• **Preguntas**
A. Indique si cada una de las afirmaciones siguientes concuerda con el texto sobre la protesta en Altamira. Responda sí o no y cite literalmente las palabras del texto que lo deciden: (i) la protesta de Altamira la protagonizaron veinte estudiantes; (ii) quien escribe afirma no haber manifestado nunca en la calle; (iii) el amigo librero describió un ambiente tranquilo en la Plaza.
B. Enumere todos los mensajes entrecomillados que, según el texto sobre la protesta en Altamira, se publicaron en las redes.
C. Prosiga el texto sobre la protesta en Altamira a partir de su última frase.

• **Extracto del documento**
= = = =

Ya no hablamos de la protesta, de nuestro apoyo o no al grupo de jóvenes que cierran la calle en una muestra — otra de tantas de frustración —, tampoco del escritor, el poeta, que se queja con legítimo derecho de la perdida de esa Venezuela que aspira a la cultura, que olvidó el real valor de humanizar y trabajar en la identidad de un país real. Hablamos del país que no admite opiniones en contra, del país que no se reconoce así mismo, del país que simplemente se enfrenta con violencia contra lo que no entiende, contra lo que teme y contra esa preocupante concepción sobre si mismo a que no termina de ser otra cosa que temor. ¿Qué ocurre en un país donde la manifestación se transformó en algo más, donde asume como algo más turbio? Por años manifesté a pie, en la calle, pancarta en alto. Ejercí mi derecho ciudadano. Ahora me pregunto si ese derecho también lo confisco esta confusión, esta sensación de luchar contra la nada, de avanzar en medio de los destrozos de un planteamiento país que no existe.

Pienso sobre lo anterior mientras escucho y debato todo tipo de opiniones sobre lo ocurrido ayer en Altamira, cuya importancia no radica en la contundencia de la protesta que no logró cristalizar, sino en la reacción que sufrimos, como ciudad, como ciudadanos, como parte de esa opinión anónima que se esgrime a diario. ¿Qué significa una protesta de veinte estudiantes reprimida de inmediato? ¿Qué significa el temor que sentimos hacia lo que podría ocurrir o no? ¿Cómo interpretarse esa noción ciega de la “violencia necesaria” que se esgrimió de inmediato para describir lo ocurrido en Altamira?

Un amigo Librero me contaría después que sólo se había tratado de veinte jóvenes que intentaron manifestar en plena vía pública. Me describiría el terror y la tensión que se vivió en la Plaza. Y luego como tuvo que enfrentarse a las agresiones de un país dividido, de un país donde la protesta se considera la panacea a una situación insostenible. No obstante, creo que lo que mejor resume lo vivido ayer — ese síntoma del país en plena ebullición — lo escribió mi amigo John Manuel Silva, en un dolorosísimo texto que deja muy claro aún somos incapaces de afrontar el país real y construir un planteamiento de lucha coherente:

En las calles había veinte jóvenes, en las redes cientos de pajúos tuiteado: “COMO ES POSIBLE QUE PREFIERAN UNA FERIA ANTES QUE SALVAR Y LIBERAR A VENEZUELA”, “AY SÍ, LOS SIFRINOS QUEJÁNDOSE DE QUE NO LES DEJARON LA FERIA ABIERTA PARA COMPRAR LIBROS DE PAULO COELHO”, “LO QUE LES DUELE A LOS ESCRITORES ES QUE LE TUMBAMOS EL NEGOCIO, PREFIEREN HACERSE RICOS VENDIENDO LIBROS QUE APOYAR A LOS QUE DEFIENDEN LA LIBERTAD”, “LA CULTURA NO ES NADA SIN ACCIONES VALIENTES COMO LAS DE ESOS JÓVENES”, “¿Y TÚ QUE HACES MARIQUITO, SOLO LEER POESÍA? A LA CALLE YA”, “MÁS IMPORTANTE QUE UN PEAZO DE LIBRO ES LA LIBERTAD DE VENEZUELA”.

= = = =

• **Extractos de entradas**
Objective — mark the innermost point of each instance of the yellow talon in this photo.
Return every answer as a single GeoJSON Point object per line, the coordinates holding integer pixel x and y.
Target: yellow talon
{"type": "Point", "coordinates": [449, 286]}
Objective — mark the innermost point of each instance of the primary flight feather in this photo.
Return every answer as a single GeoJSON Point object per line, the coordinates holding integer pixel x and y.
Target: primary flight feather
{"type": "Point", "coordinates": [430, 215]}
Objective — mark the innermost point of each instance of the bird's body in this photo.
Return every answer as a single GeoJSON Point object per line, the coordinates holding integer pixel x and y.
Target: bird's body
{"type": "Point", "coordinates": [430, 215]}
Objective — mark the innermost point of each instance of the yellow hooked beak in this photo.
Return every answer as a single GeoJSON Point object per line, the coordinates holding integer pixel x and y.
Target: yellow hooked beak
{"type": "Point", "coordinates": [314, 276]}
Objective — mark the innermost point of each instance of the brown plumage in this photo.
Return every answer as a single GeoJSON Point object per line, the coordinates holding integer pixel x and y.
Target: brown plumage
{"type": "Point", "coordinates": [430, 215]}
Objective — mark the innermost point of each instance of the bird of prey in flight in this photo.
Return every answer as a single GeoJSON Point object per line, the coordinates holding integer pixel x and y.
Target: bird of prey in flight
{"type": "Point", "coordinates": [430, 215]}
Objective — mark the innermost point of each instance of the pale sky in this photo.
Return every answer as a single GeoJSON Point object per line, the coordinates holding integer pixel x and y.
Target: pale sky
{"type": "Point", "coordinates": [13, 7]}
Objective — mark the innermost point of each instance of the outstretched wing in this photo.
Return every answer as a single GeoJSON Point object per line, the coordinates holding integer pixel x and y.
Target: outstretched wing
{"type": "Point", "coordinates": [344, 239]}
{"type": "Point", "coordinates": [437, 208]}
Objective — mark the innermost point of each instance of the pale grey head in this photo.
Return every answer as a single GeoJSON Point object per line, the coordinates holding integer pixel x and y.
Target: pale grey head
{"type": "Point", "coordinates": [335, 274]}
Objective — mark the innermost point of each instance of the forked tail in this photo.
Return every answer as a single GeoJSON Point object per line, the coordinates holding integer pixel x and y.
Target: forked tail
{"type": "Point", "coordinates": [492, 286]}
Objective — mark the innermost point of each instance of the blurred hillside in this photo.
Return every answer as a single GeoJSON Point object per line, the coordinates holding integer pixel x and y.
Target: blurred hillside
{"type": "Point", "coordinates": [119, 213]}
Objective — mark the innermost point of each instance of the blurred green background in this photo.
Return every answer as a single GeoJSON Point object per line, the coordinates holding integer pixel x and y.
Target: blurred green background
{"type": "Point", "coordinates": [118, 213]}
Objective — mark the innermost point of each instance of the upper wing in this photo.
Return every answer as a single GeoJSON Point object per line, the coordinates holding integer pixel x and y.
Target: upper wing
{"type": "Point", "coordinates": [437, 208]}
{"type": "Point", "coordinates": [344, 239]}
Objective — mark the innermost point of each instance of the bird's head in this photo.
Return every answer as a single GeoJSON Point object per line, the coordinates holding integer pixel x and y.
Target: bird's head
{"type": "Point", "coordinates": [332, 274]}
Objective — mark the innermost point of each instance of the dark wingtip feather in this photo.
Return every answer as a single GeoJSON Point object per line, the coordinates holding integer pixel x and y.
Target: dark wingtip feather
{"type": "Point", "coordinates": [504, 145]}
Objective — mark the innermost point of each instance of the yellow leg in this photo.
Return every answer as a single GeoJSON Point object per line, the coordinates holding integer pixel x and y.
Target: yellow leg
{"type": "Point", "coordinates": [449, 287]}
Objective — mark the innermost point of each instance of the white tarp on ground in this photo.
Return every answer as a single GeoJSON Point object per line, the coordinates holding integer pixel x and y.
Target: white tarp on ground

= = = =

• **Respuestas por tarea**
A.
(i) Sí: "¿Qué significa una protesta de veinte estudiantes reprimida de inmediato?"
(ii) No: "Por años manifesté a pie, en la calle, pancarta en alto."
(iii) No: "Me describiría el terror y la tensión que se vivió en la Plaza."

B.
1. "COMO ES POSIBLE QUE PREFIERAN UNA FERIA ANTES QUE SALVAR Y LIBERAR A VENEZUELA"
2. "AY SÍ, LOS SIFRINOS QUEJÁNDOSE DE QUE NO LES DEJARON LA FERIA ABIERTA PARA COMPRAR LIBROS DE PAULO COELHO"
3. "LO QUE LES DUELE A LOS ESCRITORES ES QUE LE TUMBAMOS EL NEGOCIO, PREFIEREN HACERSE RICOS VENDIENDO LIBROS QUE APOYAR A LOS QUE DEFIENDEN LA LIBERTAD"
4. "LA CULTURA NO ES NADA SIN ACCIONES VALIENTES COMO LAS DE ESOS JÓVENES"
5. "¿Y TÚ QUE HACES MARIQUITO, SOLO LEER POESÍA? A LA CALLE YA"
6. "MÁS IMPORTANTE QUE UN PEAZO DE LIBRO ES LA LIBERTAD DE VENEZUELA"

C.
Y así, en mayúsculotas, en un derroche de tetosterona 2.0 que se parece mucho, ¡demasiado!, a las payasadas del señor de Calle 13. La misma ridiculez: una rebeldía políticamente correcta y bastante cobarde. El que se rebela para obtener RT, el que se rebela desde su casita, como el buen pusilánime, mientras ve a otros haciendo el trabajo sucio. Porque, de nuevo, allí había veinte jóvenes, mientras que los apoyadores están en sus casas, rascándose las bolas con una mano y fanfarroneando estupideces en su smartphone con la otra (puedes leer el resto del texto aquí)

Casi al anochecer, caminé junto a los últimos toldos abiertos de Plaza Altamira. Los libreros recogían sus últimos libros, había un clima de definitiva tristeza. De la protesta, sólo quedaba el sobresalto y la sensación — otra vez — de confusión. De las piezas perdidas de un debate político que se desintegró a medias, que en realidad quizás no existe aún. Y me pregunto por cuanto tiempo más soportaremos esa abrumadora sensación del país roto, herido, sin nombre que padecemos a diario. La incertidumbre como futuro, el caos como expresión política. La confusión como única propuesta.